Turn the paragraph in the opinion piece below that begins "Coolidge was known as" into a short bulleted list that keeps its main facts.

= Passage shown =
★ ★ ★
The deep state has deep roots
Published 10:37 am Wednesday, August 15, 2018
This country’s 30th President, Calvin Coolidge, led the nation through the Roaring Twenties, a time of social upheaval and rapidly changing mores. The United States had expended much blood and treasure in World War I, and soldiers returning from the European front contributed to the fast-paced modernization of the U.S.
Coolidge was known as “Silent Cal,” because of his reserved nature and conversational reticence. He took office in 1923 after the sudden death of Warren G. Harding, whose presidency was scandal-ridden. Coolidge was re-elected in 1924 but declined to run for a third term in 1928.
Coolidge was popular initially for cleaning up the corruption in the Harding administration and maintained popularity throughout his terms in the White House. He was a business conservative in favor of limited government, tax cuts and laissez-faire economic policies.
Coolidge was one of the first U.S. presidents to condemn the Deep State. In an address at the College of William and Mary, Williamsburg, Va., on May 15, 1926, he criticized the growing bureaucracy in Washington.
“No method of procedure has ever been devised,” Coolidge said, “by which liberty could be divorced from local self-government. No plan of centralization has ever been adopted which did not result in bureaucracy, tyranny, inflexibility, reaction and decline. Of all forms of government, those administered by bureaus are about the least satisfactory to an enlightened and progressive people. Being irresponsible they become autocratic, and being autocratic they resist all development.
“Unless bureaucracy is constantly resisted,” Coolidge continued, “it breaks down representative government and overwhelms democracy. It is the one element in our institutions that sets up the pretense of having authority over everybody and being responsible to nobody.”
Applying Coolidge’s broadside against big government uttered 92 years ago to today’s Environmental Protection Agency, IRS, Veteran’s Affairs, Department of Education and other behemoth agencies wielding real power in D.C., demonstrates Coolidge’s prescience.
Bureaucracies have been stifling productivity for a long time. The Han Dynasty in ancient China organized a complicated bureaucracy according to the teachings of Confucius. Ancient Egypt and the Roman Empire had their own bureaucratic systems. Today’s European Union is perhaps the apotheosis of the growth of government by unelected, faceless apparatchiks.
The United States is not far behind.
The recent exposure of bureaucratic malefactors has been enlightening, but few get punished. Lois Lerner at the IRS discriminated against conservative 501(c)(3) applicants, took the Fifth Amendment before Congress, then retired with her huge pension intact.
Former IRS Commissioner John Koskinen arrogantly thumbed his nose at congressional oversight, but retired unscathed after a failed impeachment attempt by House Republicans.
★ ★ ★
= Supplied data =

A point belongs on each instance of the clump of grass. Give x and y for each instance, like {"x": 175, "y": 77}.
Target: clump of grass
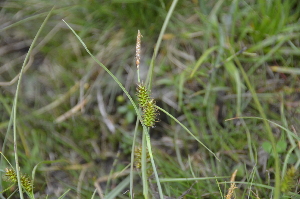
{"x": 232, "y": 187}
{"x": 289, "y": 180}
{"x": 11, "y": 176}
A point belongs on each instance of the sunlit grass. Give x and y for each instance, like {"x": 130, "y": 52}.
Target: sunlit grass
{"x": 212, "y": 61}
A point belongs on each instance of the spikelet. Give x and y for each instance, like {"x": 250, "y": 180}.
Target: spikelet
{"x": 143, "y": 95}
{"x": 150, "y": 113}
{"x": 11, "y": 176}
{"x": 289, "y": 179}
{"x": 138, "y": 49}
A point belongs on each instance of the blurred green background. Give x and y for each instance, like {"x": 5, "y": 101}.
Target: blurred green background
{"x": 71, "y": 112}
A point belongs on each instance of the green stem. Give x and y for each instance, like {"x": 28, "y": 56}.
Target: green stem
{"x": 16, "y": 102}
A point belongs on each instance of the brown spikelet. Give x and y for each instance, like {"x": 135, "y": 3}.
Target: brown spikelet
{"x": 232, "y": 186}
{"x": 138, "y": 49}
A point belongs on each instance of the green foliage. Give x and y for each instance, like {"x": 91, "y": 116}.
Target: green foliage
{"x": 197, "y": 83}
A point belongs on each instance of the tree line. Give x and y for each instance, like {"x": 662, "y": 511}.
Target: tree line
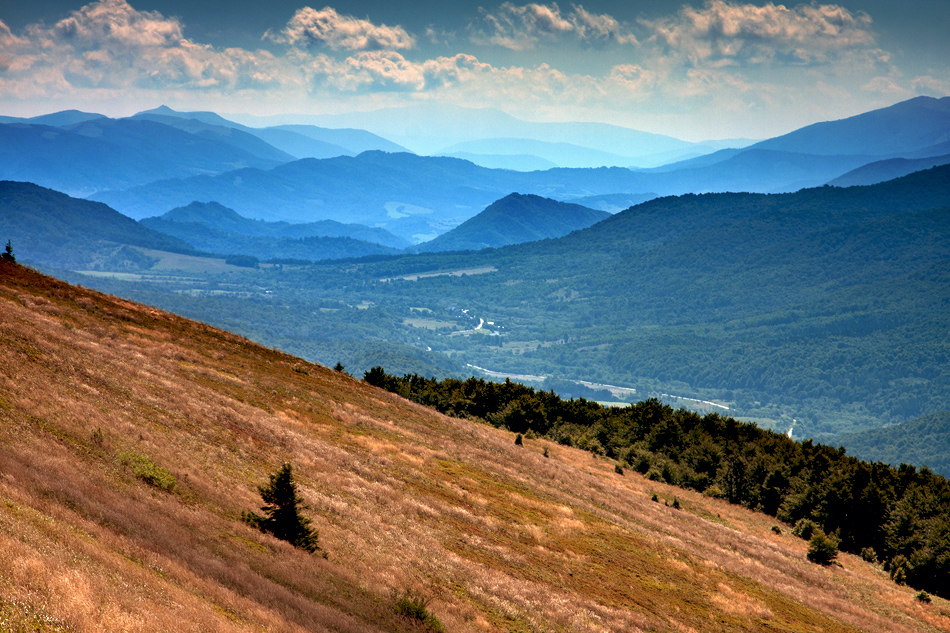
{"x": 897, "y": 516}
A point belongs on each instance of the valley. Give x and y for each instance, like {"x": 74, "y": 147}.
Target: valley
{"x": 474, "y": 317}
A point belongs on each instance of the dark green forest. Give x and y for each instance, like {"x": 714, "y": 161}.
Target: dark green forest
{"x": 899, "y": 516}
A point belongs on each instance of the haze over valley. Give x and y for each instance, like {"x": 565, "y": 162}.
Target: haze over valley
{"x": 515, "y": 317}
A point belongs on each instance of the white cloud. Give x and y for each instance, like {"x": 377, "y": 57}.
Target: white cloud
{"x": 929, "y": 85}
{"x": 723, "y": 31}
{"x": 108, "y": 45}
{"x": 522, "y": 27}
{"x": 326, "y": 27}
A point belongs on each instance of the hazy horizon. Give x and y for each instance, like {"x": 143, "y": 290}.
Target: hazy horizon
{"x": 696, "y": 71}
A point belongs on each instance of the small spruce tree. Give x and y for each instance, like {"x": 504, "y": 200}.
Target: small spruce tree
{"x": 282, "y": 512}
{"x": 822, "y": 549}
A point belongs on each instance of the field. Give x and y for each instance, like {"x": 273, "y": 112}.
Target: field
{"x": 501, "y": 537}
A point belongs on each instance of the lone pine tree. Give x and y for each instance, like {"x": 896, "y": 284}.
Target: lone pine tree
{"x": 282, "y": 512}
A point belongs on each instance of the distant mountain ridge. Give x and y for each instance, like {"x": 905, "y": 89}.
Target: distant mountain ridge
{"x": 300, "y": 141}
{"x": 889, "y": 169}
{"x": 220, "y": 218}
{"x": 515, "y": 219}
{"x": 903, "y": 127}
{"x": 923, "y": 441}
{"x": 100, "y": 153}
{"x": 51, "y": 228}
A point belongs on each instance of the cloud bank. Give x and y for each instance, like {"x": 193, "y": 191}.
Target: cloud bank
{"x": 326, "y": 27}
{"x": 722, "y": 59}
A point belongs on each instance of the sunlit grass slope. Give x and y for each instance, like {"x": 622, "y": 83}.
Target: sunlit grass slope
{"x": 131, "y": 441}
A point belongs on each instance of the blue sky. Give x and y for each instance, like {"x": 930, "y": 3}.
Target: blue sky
★ ★ ★
= The completed task =
- Known as "Silent Cal" because of his reserved nature and conversational reticence
- Took office in 1923 after the sudden death of Warren G. Harding, whose presidency was scandal-ridden
- Re-elected in 1924
- Declined to run for a third term in 1928